- Problem to work on
Transcribe the whole text on OCG's Genome Characterization Pipeline word for word, keeping every line in its original order.

- Text shown
OCG's Genome Characterization Pipeline

NCI’s Office of Cancer Genomics (OCG) coordinates research teams across the United States and Canada to produce rich cancer genomic and clinical datasets for the cancer research community. OCG implements this collaborative effort through an efficient and standardized workflow called the Genome Characterization Pipeline. Learn more about the components and their roles below.

Genome Characterization Pipeline Overview

View and Print Infographic

Tissue Collection and Processing

OCG partners with Tissue Source Sites (TSSs): clinical trials and community oncology groups that collect tumor tissue samples and normal tissue, usually blood, from patients who choose to participate. Tumor tissues are preserved in one of two ways:
- The majority of the samples are formalin-fixed paraffin-embedded (FFPE) tissues.
- Some samples are frozen tissue.

- Data listing
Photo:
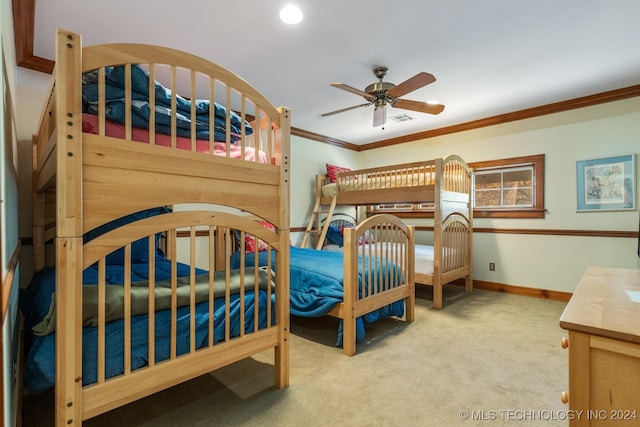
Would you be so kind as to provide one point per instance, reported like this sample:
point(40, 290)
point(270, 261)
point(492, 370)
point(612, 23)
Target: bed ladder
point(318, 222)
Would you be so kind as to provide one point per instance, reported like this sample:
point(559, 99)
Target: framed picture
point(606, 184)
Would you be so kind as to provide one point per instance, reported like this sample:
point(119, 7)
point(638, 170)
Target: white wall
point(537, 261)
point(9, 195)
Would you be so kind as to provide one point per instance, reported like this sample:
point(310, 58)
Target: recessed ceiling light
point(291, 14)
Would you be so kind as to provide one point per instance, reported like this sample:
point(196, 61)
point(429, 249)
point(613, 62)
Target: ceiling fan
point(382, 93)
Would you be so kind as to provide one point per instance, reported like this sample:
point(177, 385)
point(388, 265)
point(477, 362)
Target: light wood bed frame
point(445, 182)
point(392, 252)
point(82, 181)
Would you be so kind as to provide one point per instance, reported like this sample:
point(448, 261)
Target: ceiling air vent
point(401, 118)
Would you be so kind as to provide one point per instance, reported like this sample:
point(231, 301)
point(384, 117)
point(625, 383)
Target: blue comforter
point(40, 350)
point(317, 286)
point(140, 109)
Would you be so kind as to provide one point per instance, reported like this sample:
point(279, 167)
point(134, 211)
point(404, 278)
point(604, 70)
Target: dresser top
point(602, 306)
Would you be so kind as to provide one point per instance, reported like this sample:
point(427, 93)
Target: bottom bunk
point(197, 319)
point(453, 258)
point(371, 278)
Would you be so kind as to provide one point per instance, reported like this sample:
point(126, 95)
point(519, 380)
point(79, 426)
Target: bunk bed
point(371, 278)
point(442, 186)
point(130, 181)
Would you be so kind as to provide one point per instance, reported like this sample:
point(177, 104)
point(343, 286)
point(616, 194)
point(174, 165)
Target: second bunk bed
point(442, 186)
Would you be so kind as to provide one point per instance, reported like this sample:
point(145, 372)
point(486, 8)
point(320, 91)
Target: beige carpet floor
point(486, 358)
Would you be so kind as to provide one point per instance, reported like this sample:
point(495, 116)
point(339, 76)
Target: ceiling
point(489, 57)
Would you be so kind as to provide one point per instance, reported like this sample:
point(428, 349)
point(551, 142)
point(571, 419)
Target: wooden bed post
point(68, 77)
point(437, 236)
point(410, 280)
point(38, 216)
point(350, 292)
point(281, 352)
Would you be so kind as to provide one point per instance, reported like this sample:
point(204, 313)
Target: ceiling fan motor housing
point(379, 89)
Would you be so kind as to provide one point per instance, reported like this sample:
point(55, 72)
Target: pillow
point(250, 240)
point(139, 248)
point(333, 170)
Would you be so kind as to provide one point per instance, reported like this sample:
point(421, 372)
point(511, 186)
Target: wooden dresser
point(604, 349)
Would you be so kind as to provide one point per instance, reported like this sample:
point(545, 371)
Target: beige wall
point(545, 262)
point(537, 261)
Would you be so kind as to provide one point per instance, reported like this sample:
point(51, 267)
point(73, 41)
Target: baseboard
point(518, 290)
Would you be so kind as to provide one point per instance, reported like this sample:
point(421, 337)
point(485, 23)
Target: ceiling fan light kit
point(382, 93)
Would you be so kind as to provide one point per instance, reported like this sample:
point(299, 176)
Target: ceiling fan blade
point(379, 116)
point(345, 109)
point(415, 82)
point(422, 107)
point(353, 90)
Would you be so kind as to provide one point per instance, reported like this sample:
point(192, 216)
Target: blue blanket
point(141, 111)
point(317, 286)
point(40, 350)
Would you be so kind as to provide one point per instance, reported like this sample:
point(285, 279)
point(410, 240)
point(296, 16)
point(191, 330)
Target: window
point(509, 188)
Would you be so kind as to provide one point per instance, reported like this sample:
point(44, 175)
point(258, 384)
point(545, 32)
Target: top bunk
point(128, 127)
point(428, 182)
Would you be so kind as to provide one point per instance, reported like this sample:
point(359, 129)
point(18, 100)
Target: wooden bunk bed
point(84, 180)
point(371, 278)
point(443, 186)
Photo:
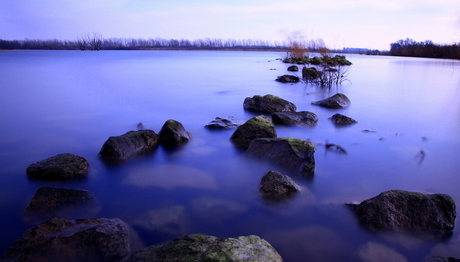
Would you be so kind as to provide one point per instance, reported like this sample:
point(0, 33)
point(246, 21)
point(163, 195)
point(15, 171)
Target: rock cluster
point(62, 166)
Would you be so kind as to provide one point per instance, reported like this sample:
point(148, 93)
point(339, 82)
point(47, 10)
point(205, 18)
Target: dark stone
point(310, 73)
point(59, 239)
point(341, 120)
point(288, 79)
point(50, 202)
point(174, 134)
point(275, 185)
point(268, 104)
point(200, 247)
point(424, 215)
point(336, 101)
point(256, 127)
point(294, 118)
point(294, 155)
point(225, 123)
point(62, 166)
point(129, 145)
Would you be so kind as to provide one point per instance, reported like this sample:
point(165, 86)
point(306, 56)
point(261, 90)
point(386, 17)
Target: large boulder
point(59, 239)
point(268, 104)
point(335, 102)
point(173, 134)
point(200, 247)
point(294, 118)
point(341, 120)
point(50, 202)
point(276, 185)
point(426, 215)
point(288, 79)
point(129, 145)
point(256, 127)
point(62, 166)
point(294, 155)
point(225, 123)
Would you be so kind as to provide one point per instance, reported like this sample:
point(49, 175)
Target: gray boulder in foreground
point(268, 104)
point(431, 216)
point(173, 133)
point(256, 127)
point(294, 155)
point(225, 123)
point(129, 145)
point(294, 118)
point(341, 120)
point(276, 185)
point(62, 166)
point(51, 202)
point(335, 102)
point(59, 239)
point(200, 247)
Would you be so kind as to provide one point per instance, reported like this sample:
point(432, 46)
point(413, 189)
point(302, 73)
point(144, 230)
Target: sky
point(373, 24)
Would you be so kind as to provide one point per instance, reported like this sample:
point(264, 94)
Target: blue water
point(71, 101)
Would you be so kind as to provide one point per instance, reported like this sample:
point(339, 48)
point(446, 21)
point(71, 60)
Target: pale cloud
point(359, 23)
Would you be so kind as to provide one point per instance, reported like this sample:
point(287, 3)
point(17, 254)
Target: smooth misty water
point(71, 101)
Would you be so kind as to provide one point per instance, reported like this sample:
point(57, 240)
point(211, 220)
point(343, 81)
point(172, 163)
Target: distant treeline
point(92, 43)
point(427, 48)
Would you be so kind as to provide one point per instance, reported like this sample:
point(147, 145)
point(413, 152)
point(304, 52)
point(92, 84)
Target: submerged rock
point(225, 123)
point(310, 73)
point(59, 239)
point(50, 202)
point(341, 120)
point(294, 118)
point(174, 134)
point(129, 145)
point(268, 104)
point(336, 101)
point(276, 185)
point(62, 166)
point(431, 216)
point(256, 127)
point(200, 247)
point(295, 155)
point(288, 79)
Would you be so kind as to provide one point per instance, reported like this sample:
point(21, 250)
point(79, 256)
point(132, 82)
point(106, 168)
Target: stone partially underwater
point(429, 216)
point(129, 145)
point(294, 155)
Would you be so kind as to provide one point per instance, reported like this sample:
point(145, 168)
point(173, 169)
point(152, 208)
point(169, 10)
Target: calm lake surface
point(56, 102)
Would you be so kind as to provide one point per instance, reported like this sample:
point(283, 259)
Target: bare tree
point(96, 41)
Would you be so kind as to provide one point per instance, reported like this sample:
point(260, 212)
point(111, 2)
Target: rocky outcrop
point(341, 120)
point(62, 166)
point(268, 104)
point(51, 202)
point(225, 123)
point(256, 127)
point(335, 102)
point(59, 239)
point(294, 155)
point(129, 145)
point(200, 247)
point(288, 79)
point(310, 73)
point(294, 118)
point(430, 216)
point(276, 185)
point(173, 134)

- Result of the exercise
OCG's Genome Characterization Pipeline

NCI’s Office of Cancer Genomics (OCG) coordinates research teams across the United States and Canada to produce rich cancer genomic and clinical datasets for the cancer research community. OCG implements this collaborative effort through an efficient and standardized workflow called the Genome Characterization Pipeline. Learn more about the components and their roles below.

Genome Characterization Pipeline Overview

View and Print Infographic

Tissue Collection and Processing

OCG partners with Tissue Source Sites (TSSs): clinical trials and community oncology groups that collect tumor tissue samples and normal tissue, usually blood, from patients who choose to participate. Tumor tissues are preserved in one of two ways:
- The majority of the samples are formalin-fixed paraffin-embedded (FFPE) tissues.
- Some samples are frozen tissue.